# WHAT THE EXERCISE ASKS
Each record below should appear again exactly as written.

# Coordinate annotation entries
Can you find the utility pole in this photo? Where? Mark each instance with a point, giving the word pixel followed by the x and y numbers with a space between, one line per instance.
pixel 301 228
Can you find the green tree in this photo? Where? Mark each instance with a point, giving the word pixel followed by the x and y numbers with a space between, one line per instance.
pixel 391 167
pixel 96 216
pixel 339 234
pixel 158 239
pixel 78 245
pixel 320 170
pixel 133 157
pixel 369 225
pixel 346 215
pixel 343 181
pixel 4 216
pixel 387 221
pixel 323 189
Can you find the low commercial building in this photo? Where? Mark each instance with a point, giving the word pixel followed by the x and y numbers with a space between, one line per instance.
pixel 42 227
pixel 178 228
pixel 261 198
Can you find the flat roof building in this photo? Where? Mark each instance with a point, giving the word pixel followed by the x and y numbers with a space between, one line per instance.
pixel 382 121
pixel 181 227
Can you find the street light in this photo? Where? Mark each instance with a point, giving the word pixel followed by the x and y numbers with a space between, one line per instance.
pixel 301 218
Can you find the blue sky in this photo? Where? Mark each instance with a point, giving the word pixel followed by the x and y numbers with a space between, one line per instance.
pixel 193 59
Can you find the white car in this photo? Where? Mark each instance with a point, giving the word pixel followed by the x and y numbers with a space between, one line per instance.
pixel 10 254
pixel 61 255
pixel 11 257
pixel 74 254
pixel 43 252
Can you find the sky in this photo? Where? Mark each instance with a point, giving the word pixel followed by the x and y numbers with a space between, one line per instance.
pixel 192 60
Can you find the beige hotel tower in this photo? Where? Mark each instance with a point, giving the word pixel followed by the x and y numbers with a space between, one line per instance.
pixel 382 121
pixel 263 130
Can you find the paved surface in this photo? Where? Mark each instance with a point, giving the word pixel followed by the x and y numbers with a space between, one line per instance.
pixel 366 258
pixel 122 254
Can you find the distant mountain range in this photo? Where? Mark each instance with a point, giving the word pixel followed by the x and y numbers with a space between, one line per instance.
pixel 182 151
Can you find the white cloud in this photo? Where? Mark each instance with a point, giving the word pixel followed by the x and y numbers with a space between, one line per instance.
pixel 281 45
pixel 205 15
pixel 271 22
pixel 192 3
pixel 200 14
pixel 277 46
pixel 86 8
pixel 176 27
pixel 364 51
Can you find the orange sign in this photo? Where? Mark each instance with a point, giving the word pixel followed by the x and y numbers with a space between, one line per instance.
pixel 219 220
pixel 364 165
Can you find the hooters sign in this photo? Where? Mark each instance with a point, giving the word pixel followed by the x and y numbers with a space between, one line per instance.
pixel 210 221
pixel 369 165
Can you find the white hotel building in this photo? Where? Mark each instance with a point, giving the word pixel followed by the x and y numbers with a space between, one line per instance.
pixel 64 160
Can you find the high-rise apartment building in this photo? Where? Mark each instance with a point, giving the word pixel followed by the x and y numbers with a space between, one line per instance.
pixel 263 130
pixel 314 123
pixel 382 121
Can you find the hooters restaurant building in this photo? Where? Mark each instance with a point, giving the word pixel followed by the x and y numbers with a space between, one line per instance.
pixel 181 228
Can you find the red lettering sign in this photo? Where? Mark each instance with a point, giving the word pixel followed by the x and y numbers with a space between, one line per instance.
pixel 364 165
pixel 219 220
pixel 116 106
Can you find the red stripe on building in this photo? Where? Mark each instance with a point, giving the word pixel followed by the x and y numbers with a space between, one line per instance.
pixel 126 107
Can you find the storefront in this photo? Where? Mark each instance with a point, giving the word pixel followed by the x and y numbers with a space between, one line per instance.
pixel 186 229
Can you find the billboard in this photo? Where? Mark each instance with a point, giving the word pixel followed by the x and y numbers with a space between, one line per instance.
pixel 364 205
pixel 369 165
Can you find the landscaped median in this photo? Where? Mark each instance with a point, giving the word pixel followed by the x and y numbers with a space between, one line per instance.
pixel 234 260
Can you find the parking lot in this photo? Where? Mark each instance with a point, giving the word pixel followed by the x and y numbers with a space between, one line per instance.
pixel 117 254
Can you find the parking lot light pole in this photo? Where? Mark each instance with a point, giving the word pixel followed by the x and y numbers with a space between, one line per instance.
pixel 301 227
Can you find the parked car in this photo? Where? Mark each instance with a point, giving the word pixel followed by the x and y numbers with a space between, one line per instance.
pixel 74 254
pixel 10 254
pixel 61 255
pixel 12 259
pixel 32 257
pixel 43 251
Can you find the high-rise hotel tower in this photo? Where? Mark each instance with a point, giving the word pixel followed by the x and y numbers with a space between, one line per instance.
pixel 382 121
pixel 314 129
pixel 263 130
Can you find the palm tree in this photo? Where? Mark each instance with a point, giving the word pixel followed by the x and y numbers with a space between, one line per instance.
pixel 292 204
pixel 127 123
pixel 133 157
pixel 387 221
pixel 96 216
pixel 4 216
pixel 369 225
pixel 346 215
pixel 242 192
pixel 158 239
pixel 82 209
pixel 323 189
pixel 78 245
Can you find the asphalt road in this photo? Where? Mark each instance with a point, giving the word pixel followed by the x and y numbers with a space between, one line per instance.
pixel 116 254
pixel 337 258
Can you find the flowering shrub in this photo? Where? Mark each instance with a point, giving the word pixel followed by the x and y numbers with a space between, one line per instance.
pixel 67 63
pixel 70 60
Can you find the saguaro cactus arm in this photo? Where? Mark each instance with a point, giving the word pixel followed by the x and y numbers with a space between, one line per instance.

# FINAL RESULT
Can you find the utility pole in this photo? Where? Mark each instance with a point, giving the word pixel followed by the x and y numbers with a space between, one line per instance.
pixel 301 228
Can you find the green tree in this photo? Where? Mark each instance with a point, giving the word pixel followed by the x and y numbers with a space between, one line per instance.
pixel 391 167
pixel 96 216
pixel 339 234
pixel 158 239
pixel 78 245
pixel 320 170
pixel 133 157
pixel 369 225
pixel 346 215
pixel 343 181
pixel 4 216
pixel 387 221
pixel 323 189
Can you find the low commercial building in this photo? Where? Mark each instance with a point, giving the word pixel followed by the x and y numbers with a space between, one line per instance.
pixel 42 227
pixel 178 228
pixel 261 198
Can you find the flat roof building in this photo? Where? Mark each instance with a point, giving the word pixel followed by the x and y numbers with a space between, one line per instance.
pixel 382 121
pixel 181 227
Can you find the street light in this photo? Where? Mark each instance with a point, giving the word pixel followed by the x and y numbers with a space between, one line per instance.
pixel 301 218
Can you find the blue sky in this photo? Where? Mark each instance with a point, giving the word pixel followed by the x and y numbers with a space between, one line per instance.
pixel 193 59
Can you find the white car in this photo? Where? Mark each instance with a point, giving the word pixel followed by the x and y numbers with a space between, one line per instance.
pixel 10 254
pixel 61 255
pixel 11 257
pixel 74 254
pixel 43 252
Can you find the sky in this photo? Where? Mark each instance with a point, giving the word pixel followed by the x and y numbers with a space between, one line per instance.
pixel 192 60
Can you find the beige hotel tower in this photo? Where? Mark each instance with a point, giving the word pixel followed by the x and y numbers with a space between, one line per instance.
pixel 382 121
pixel 263 130
Can you find the paved surface in this photo? Where? Mark each instance with a point, giving the word pixel followed by the x and y numbers with a space between, one line per instance.
pixel 366 258
pixel 122 254
Can you find the distant mountain range in this photo? Where? Mark each instance with a point, giving the word pixel followed by the x and y numbers with a space between, one line per instance.
pixel 182 151
Can you find the white cloud in this photo? Where? Mark each instance with a point, giving the word pixel followed by the x and y numbers with a space between, one line per instance.
pixel 281 45
pixel 205 15
pixel 271 22
pixel 192 3
pixel 200 14
pixel 277 46
pixel 86 8
pixel 176 27
pixel 364 51
Can you find the orange sign in this photo? Where? Mark each instance with a point, giving the word pixel followed by the x and y numbers with a space between, one line per instance.
pixel 219 220
pixel 364 165
Can you find the hooters sign in this photo? Where? Mark each instance with a point, giving the word pixel followed by the x and y numbers with a space between, one line per instance.
pixel 210 221
pixel 369 165
Can you find the white hotel building in this photo? Where? Mark each instance with a point, giving the word pixel followed by the x and y numbers with a space between, one line per instance.
pixel 64 160
Can you find the high-rise apartment building in this photo? Where? Mark each instance with a point, giving the word pixel followed by the x and y numbers with a space between, one line per instance.
pixel 263 130
pixel 314 123
pixel 382 121
Can you find the hooters restaurant building in this photo? Where? Mark each instance with a point, giving the word pixel followed by the x and y numbers with a space between, one line per instance.
pixel 181 228
Can you find the red lettering sign in this photo? Where? Mark each instance with a point, giving the word pixel followed by the x and y numbers with a space between, one line per instance.
pixel 364 165
pixel 219 220
pixel 116 106
Can you find the red stripe on building in this photo? Where? Mark each instance with a point, giving the word pixel followed by the x and y numbers with a space between, one line per instance.
pixel 126 107
Can you find the storefront in this photo? Where? Mark each instance with a point, giving the word pixel followed by the x and y numbers with a space between, one line per instance.
pixel 186 229
Can you find the billboard in this photo? Where? Mark each instance with a point, giving the word pixel followed by the x and y numbers with a space between, one line per instance.
pixel 364 205
pixel 369 165
Can you find the landscaped median in this photo? Where? Mark each instance with a point, giving the word pixel followed by the x and y numbers with a space between, one line per instance.
pixel 234 260
Can you find the parking lot in this photo? Where? Mark each instance with a point, giving the word pixel followed by the x and y numbers with a space between, one line per instance.
pixel 117 254
Can you find the parking lot light pole in this photo? Where? Mark each instance with a point, giving the word pixel followed by the x and y numbers with a space between, one line per instance.
pixel 301 227
Can you find the parked car in this photo? Where? Mark each instance with a point, giving the word pixel followed by the x and y numbers with a space between, one line per instance.
pixel 74 254
pixel 10 254
pixel 61 255
pixel 12 259
pixel 32 257
pixel 43 251
Can you find the high-rise hotel tower in this photo? Where? Mark each instance with a point, giving the word pixel followed by the x and y numbers with a space between, one line per instance.
pixel 382 121
pixel 314 129
pixel 263 130
Can you find the palm tree in this photo? Where? Mark each instance with a point, giving the word pixel followed by the x and y numbers with a space between, one line per instance.
pixel 292 204
pixel 127 123
pixel 133 157
pixel 387 221
pixel 96 216
pixel 4 216
pixel 369 225
pixel 346 215
pixel 242 192
pixel 158 239
pixel 82 209
pixel 323 189
pixel 78 245
Can you find the asphalt road in this photo? Where? Mark each instance with a point, giving the word pixel followed by the x and y numbers with a space between, one line per instance.
pixel 116 254
pixel 337 258
Can you find the flowering shrub in this photo? Where? Mark each instance with a point, giving the word pixel followed by the x and y numbers with a space between, one line per instance.
pixel 67 63
pixel 70 60
Can you find the saguaro cactus arm in this photo? Where? Mark each instance with a point, giving the word pixel followed by the x and y numbers with a space between, one line per instance.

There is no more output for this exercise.